• _BRIEF_:
Reproduce, without alteration, the portion of the listing below that begins with the line containing "target | gold seal on certificate" and ends with the line containing "column 151, row 179", including both of those lines.

··· DATA FOR THE TASK ···

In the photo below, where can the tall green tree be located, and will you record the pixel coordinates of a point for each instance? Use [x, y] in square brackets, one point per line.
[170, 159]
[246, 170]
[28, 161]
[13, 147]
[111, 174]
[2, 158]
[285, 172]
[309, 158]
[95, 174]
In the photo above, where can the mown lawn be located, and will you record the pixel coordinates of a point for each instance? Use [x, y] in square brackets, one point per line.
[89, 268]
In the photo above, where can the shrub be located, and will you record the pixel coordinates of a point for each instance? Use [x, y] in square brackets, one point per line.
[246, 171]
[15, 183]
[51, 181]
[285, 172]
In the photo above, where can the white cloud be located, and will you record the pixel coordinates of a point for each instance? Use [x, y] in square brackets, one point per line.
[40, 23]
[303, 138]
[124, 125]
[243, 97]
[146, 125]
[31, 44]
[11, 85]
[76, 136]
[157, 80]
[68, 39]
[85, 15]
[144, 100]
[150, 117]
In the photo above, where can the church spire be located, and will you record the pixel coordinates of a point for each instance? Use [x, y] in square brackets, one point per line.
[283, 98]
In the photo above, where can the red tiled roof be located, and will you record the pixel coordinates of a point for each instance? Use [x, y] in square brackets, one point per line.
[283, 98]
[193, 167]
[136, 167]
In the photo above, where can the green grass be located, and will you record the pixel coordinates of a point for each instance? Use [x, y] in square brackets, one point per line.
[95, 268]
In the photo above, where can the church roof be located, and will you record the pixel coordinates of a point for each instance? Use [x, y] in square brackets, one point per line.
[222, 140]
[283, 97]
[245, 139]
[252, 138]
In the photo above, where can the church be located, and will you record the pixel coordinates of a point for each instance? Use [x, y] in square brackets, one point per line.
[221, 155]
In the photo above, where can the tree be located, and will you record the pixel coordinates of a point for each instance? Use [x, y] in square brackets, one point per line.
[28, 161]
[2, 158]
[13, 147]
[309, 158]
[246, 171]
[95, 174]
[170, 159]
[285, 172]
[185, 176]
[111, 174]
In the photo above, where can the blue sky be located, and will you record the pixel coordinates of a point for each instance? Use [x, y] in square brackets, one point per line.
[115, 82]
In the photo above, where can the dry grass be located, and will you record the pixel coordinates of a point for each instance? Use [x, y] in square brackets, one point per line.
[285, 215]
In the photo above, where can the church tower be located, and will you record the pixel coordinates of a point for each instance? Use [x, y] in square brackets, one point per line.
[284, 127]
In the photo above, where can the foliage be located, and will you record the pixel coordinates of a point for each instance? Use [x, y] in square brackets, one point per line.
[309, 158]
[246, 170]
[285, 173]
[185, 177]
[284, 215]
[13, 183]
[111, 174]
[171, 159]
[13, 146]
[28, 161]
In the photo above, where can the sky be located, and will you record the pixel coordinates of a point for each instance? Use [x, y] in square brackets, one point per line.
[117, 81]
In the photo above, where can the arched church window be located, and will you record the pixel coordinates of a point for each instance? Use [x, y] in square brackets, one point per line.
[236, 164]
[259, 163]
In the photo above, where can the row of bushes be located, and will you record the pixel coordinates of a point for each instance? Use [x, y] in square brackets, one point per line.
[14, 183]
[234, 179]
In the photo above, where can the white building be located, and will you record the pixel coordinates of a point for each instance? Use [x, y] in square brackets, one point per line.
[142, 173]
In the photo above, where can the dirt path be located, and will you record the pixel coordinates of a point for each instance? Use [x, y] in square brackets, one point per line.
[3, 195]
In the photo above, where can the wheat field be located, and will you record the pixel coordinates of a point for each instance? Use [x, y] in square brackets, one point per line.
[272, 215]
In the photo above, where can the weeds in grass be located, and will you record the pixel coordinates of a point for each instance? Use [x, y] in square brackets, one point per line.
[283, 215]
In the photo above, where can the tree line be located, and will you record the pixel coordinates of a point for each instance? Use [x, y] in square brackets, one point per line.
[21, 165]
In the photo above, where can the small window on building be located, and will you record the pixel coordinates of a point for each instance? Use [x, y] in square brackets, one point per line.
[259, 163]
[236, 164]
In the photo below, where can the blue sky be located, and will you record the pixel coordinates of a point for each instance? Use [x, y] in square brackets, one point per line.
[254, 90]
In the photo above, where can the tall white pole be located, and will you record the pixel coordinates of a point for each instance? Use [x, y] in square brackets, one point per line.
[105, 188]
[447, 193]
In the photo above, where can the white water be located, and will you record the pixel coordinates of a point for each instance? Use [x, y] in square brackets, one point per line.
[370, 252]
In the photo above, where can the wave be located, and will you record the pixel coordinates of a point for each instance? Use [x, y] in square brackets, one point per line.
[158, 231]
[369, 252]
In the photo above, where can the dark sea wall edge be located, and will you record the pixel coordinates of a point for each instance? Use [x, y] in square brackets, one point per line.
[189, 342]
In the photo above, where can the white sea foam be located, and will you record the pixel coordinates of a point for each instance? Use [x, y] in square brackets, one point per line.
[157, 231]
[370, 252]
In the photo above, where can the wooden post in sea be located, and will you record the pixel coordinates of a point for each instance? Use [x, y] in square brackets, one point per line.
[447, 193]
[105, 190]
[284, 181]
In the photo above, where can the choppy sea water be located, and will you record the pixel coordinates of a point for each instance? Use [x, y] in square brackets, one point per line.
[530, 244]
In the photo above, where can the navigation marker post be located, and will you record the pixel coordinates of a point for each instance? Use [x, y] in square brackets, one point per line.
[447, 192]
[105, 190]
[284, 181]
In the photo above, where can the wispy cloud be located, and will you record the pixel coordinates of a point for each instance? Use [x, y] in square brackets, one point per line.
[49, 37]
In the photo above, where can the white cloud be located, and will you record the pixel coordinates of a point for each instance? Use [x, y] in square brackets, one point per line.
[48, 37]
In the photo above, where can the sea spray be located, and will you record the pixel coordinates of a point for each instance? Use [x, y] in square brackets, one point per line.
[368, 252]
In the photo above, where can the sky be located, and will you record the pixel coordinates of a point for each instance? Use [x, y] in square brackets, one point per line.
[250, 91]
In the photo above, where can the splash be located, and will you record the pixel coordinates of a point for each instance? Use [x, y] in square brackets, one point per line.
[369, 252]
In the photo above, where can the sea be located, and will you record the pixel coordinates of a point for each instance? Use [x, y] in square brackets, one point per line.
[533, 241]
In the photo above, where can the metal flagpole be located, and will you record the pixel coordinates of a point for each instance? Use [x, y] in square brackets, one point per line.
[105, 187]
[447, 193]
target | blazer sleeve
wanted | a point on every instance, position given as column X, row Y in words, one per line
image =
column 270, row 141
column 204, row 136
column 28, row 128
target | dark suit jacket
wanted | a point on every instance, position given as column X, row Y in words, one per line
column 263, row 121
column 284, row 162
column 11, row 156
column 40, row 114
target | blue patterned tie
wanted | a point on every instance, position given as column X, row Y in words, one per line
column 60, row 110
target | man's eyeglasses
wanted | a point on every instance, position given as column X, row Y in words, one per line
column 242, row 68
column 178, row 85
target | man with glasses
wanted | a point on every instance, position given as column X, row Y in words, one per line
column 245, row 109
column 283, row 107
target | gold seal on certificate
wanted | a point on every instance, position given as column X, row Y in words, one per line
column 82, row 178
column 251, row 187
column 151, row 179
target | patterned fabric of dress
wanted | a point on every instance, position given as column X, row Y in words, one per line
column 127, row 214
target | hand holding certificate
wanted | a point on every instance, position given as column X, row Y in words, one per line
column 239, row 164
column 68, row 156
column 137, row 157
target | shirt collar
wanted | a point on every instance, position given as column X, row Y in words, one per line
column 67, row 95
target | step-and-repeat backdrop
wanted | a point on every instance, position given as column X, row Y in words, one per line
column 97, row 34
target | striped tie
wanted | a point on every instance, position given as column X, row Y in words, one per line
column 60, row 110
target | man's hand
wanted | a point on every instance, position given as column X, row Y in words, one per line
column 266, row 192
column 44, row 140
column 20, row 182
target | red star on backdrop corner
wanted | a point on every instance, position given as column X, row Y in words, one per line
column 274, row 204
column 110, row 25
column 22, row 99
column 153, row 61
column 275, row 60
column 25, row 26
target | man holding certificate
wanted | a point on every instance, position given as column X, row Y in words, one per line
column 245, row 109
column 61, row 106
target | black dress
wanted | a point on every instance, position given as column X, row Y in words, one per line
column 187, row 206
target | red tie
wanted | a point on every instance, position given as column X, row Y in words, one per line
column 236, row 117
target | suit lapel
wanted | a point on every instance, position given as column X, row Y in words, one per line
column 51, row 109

···

• _ANSWER TO THE EXERCISE_:
target | gold seal on certificate
wanted | a point on every instance, position given as column X, row Y in words, one per line
column 82, row 178
column 251, row 187
column 151, row 179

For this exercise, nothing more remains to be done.